What is needed:
The entries follow. Please return all of them exactly.
--- Given data ---
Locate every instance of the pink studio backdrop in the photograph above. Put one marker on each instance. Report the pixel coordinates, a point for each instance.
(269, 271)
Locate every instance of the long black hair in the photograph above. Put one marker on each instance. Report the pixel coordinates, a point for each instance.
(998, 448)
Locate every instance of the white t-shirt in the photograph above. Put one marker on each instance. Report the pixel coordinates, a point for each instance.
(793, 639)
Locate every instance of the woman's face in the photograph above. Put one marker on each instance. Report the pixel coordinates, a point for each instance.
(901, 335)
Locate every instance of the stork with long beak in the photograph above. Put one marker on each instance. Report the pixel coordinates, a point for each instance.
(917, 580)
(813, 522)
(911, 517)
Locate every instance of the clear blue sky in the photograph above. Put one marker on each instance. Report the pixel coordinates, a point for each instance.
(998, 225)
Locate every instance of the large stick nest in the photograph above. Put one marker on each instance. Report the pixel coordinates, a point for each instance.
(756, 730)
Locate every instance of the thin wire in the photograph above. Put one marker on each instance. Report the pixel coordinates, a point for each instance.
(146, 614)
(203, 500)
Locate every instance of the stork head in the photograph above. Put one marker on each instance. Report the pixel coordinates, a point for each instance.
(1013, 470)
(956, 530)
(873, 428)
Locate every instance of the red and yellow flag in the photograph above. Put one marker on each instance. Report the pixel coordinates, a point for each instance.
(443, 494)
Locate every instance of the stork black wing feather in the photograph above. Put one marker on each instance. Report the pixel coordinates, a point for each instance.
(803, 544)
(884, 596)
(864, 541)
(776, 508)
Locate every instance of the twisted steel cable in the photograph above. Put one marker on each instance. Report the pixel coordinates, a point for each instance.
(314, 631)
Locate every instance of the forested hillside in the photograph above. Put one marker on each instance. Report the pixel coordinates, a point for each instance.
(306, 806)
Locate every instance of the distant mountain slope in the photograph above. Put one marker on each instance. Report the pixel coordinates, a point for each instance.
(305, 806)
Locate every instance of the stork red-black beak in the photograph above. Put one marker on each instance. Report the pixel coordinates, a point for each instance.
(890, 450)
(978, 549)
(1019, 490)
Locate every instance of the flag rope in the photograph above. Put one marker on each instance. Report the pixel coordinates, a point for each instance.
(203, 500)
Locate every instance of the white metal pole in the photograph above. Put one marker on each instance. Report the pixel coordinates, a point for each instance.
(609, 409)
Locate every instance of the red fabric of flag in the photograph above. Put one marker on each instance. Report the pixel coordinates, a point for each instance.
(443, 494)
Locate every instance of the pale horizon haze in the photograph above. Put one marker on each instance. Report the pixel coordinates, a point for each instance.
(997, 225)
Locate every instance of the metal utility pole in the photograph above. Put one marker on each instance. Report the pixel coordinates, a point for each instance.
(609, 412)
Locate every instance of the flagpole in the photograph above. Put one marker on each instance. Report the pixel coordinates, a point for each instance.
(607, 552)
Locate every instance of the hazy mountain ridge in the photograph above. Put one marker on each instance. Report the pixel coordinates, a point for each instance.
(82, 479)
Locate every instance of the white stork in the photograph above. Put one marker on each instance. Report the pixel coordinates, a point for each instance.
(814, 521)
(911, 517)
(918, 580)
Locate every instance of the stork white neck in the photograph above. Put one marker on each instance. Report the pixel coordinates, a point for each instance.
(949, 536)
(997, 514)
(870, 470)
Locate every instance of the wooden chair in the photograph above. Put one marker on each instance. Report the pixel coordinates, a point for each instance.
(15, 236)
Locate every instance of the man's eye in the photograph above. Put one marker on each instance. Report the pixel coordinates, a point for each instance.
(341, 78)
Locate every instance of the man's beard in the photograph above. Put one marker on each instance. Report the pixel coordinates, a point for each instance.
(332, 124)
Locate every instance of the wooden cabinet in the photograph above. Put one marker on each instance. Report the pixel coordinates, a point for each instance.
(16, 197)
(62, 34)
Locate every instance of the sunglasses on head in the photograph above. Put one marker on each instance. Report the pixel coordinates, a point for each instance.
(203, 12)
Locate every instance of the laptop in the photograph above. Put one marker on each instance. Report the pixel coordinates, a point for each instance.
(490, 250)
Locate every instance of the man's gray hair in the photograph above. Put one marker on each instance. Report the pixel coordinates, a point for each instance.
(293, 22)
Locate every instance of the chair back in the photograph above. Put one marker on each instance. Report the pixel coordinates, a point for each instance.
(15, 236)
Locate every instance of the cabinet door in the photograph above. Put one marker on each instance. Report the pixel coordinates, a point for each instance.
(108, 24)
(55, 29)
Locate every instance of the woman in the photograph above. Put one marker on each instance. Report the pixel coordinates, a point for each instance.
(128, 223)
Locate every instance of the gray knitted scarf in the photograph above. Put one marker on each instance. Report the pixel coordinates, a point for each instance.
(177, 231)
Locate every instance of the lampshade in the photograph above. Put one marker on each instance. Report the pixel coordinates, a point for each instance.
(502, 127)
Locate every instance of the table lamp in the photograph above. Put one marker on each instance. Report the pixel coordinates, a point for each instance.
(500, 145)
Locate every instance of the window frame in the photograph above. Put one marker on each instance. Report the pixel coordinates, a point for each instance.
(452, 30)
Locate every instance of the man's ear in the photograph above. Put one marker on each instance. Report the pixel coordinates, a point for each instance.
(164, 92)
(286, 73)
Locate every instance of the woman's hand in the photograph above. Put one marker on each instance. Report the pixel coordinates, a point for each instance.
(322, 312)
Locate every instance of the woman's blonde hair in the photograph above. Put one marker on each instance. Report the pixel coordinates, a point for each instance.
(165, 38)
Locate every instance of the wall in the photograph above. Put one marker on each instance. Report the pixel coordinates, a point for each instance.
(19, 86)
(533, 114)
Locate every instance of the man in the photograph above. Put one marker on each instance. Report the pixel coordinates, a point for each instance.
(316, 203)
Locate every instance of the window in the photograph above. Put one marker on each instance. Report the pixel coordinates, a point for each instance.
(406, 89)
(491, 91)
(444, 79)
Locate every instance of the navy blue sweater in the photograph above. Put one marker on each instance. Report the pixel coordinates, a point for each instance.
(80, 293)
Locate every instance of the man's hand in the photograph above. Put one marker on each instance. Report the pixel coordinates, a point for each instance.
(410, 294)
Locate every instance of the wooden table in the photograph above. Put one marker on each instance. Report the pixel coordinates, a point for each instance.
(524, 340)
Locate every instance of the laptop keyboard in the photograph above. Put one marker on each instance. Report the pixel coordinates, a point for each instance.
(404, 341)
---
Result of the task:
Locate every instance of the pink studio backdrop in the photograph above. Put one marker on each instance. Report the pixel coordinates, a point for each instance.
(269, 271)
Locate every instance of the long black hair in the photograph above. Put one marker on each instance. Report the pixel coordinates, a point for each instance.
(998, 448)
Locate every instance of the white t-shirt in the photograph above. Put one marker on each instance. Report the pixel coordinates, a point for each instance.
(793, 639)
Locate every instance of the woman's face in the photograph above. Put one marker on each instance. Report the pixel coordinates, a point for each instance.
(901, 335)
Locate every instance of the stork with long beak in the photograph above. Put one marker on each instance. Report the pixel coordinates, a point for each instance.
(917, 580)
(813, 522)
(911, 517)
Locate every instance of the clear blue sky in the photograph above. Put one marker on each instance. Report the pixel coordinates, a point for each instance.
(998, 225)
Locate every instance of the large stick nest in the photograph above. Put one marker on each instance. Report the pixel coordinates, a point for each instance.
(756, 730)
Locate every instance of the thin wire in the photograph above. Put one marker on each instance. Report the pixel coordinates, a point for each instance.
(146, 614)
(203, 500)
Locate every instance of the stork head in the photograph above. Put one marker on each instance. Report the pixel coordinates, a point for each instance.
(1013, 470)
(956, 530)
(873, 428)
Locate every instance of the red and yellow flag in the photograph above. Put one marker on each instance. Report the pixel coordinates, a point for each instance.
(443, 494)
Locate every instance of the stork black wing feather in the photograph above. Put one marker on each instance. Report the pixel coordinates, a point for each instance.
(803, 544)
(884, 596)
(864, 541)
(776, 508)
Locate every instance of the twisted steel cable in the photograph above. Put one marker on each instance. Report the pixel coordinates, a point for each instance.
(314, 631)
Locate every instance of the forested hillside in the photograph above. Put one marker on each instance. Report the pixel coordinates, a point for each instance.
(306, 806)
Locate every instance of the distant mountain slope in the photograph above. Put one marker on each instance. Report the pixel coordinates, a point for each instance.
(305, 806)
Locate every instance of the stork red-black beak in the photograph above. Put one marker on each instance. Report the pixel coordinates, a point for each instance.
(890, 450)
(978, 549)
(1019, 490)
Locate every instance of the flag rope in the photograph above. Put one marker on each instance. Report the pixel coordinates, a point for each instance.
(203, 500)
Locate every instance of the white metal pole in the photograph above. Put one marker on each instance. Report the pixel coordinates, a point for each instance.
(609, 409)
Locate every instance of the red fabric of flag in the photograph above. Put one marker on each instance. Report the pixel coordinates, a point for each instance.
(443, 494)
Locate every instance of the pale horizon haze in the photograph above. Put one marker on each instance. Report the pixel coordinates, a point for each instance.
(997, 225)
Locate every instance of the metal utility pole in the photograph above. Put one marker on each instance. Report the pixel coordinates, a point for each instance.
(609, 412)
Locate every instance of the flagpole in the photograph above. Put one marker on each instance. Report the pixel coordinates, a point for each instance.
(607, 552)
Locate every instance of the hazy mountain ridge in the photograph above. Put one marker on each instance. Report the pixel coordinates, a point for each instance.
(82, 479)
Locate every instance of the white stork in the photograph above. Put one marker on each instance. Report the pixel coordinates, a point for each instance.
(814, 521)
(911, 517)
(918, 580)
Locate every instance of the stork white neck in the photograph above. Put one marker on each instance. Report the pixel coordinates, a point for each instance.
(949, 536)
(997, 514)
(870, 470)
Locate every instance of the wooden chair in the photograph above. Put one marker on each instance. Report the pixel coordinates, a point for each instance.
(15, 236)
Locate every instance of the man's eye in the photograph above. Put one marker on each instance. Report the pixel coordinates, a point for each instance.
(341, 78)
Locate every instance of the man's beard in the photograph above. Put one marker on each instance. Report the pixel coordinates, a point for each instance.
(332, 124)
Locate every instance of the wooden cabinet in the photograph above. Put one marker on each instance. Report the pixel coordinates, a point for each instance.
(16, 197)
(62, 34)
Locate every instance of the sunglasses on head in the photograph above. Put one marker on each instance. Report the pixel coordinates, a point for each instance.
(203, 12)
Locate every instance of the laptop in the photograph above. Put one marker on each instance. Report the pixel coordinates, a point for each instance.
(490, 250)
Locate every instance of the man's gray hair in the photograph above. Put one marker on each instance. Report the pixel coordinates, a point for each instance.
(293, 22)
Locate every instance of the chair back in the photograph above. Put one marker on each instance. Report the pixel coordinates, a point for each instance.
(15, 236)
Locate every instance of the cabinet door in the photograph above. Put one marker on each instance. Report the pixel coordinates, a point for each instance.
(108, 24)
(55, 29)
Locate every instance of the woman in the photograph above. Put one marker on each instance. Report the pixel coordinates, a point for each instance.
(128, 223)
Locate every instance of the gray knitted scarf in the photograph above. Put one marker on each instance. Report the pixel coordinates, a point for each instance.
(177, 231)
Locate every instance of the lampshade in the photograph above. Put one marker on each instance. Report the pixel coordinates, a point for each instance.
(502, 127)
Locate every instance of the table lamp in the photograph above. Put one marker on each instance. Report the pixel coordinates, a point for each instance.
(500, 145)
Locate every instance of the window frame in the photograph above. Put one marker on each instance. Report the pixel coordinates, a point for each instance.
(452, 30)
Locate every instance of the man's ear in the photograph above. Put one marker on each instance. Report the pixel coordinates, a point for each instance.
(164, 92)
(286, 73)
Locate every instance of the woman's hand in the photograph above. Put one marker on each instance. Report the pixel coordinates, a point for each instance.
(322, 312)
Locate every instance of the woman's blonde hair in the photograph above. Put one marker on each instance. Report the pixel coordinates, a point for each instance.
(165, 38)
Locate every instance of the wall in the photograph above. Put one marker on each instance. Report the pixel coordinates, a point for each instance.
(19, 86)
(533, 114)
Locate every instance of the man in the photograph above. Put one marker on each instance. Report the pixel coordinates, a point for each instance.
(316, 203)
Locate every instance of the window in the photograph above. Put one marker on each instance. Report the pixel coordinates, a point for each instance.
(406, 89)
(491, 91)
(444, 79)
Locate every instance of the navy blue sweater in the photograph above. Put one marker on each instance. Report the pixel coordinates, a point for each instance.
(80, 293)
Locate every instance of the man's hand in the photograph above. Put one marker on each instance. Report the pixel coordinates, a point for each instance.
(410, 294)
Locate every instance of the wooden table in the photograph above. Put one marker on each instance. Report the pixel coordinates, a point for each instance.
(524, 340)
Locate every instance of the laptop keyboard in the photograph above. Put one marker on each instance. Report the pixel coordinates, a point for each instance.
(404, 341)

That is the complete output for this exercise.